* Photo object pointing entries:
----------------
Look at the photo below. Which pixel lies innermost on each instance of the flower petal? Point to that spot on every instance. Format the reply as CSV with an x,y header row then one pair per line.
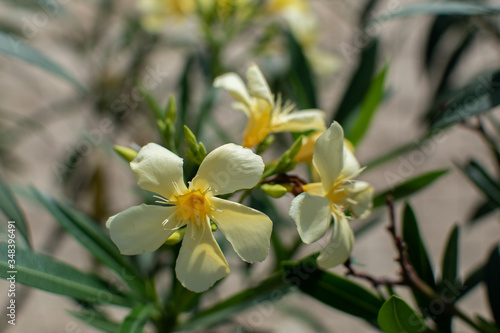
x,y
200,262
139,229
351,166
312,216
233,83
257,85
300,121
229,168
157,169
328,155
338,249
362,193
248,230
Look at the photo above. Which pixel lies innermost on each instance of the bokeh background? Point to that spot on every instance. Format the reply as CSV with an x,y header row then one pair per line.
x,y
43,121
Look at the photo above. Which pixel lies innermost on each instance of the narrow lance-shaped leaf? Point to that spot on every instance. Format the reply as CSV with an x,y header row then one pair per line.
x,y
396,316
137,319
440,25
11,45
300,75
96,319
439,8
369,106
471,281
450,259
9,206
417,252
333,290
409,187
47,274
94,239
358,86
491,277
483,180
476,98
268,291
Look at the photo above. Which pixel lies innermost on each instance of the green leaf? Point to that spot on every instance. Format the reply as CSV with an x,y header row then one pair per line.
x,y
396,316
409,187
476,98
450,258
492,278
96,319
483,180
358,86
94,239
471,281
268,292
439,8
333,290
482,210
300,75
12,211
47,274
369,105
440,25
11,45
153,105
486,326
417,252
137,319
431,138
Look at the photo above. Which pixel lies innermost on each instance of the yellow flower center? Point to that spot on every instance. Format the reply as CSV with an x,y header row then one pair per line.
----------------
Reproduce every entry above verbatim, leaving out the pictures.

* Result of this task:
Look at the photo below. Which pixel lies innermost on each instance of the flower petal? Point to that spot on every instance. Format the reply as CSV with an x,y header row then one pair per line.
x,y
200,262
139,229
351,166
312,216
233,83
257,85
300,121
229,168
157,169
328,155
338,249
362,193
248,230
Look at the photo above. Which pixel lies innermost on each instance of the bokeh background? Point to that spot on every instance. Format the reply as CSV with an x,y header row then one pair per line.
x,y
43,121
Look at the photo above. Which pixel lies innermost on each instance of the narrow lance-shaped leaf? Point to that spot on every instance. Format the reply as CSV with an x,y header row then one pair per line.
x,y
396,316
137,319
440,25
11,45
300,75
96,319
439,8
369,106
471,281
450,259
9,206
417,252
333,290
409,187
47,274
94,239
358,86
491,277
483,180
476,98
268,291
Look at the photo above. Which pixel lies innermost on each instance of the green leaf? Point to that spot on every instance. Format the reply as CSV with an x,y header row then one pair per line.
x,y
396,316
409,187
476,98
450,258
492,278
96,319
483,180
358,86
94,239
471,281
268,292
439,8
333,290
482,210
300,75
12,211
47,274
369,105
440,25
11,45
153,105
486,326
417,252
137,319
431,138
Look at the photo above. Which pixel lies innermost on each instance of the yellow flower center? Point to that spot on every instance. Format the reply as CSV with an x,y header row then one pair per line.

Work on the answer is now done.